* Material for the task *
== == ==

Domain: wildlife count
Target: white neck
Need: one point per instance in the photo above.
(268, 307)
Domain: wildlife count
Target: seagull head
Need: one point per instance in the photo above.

== == ==

Reproduce every line of the data above verbatim, in the same order.

Domain: wildlife count
Target: white neck
Need: one point per instance in the photo above.
(268, 307)
Domain: wildlife count
Target: seagull head
Need: one point per instance in the photo above.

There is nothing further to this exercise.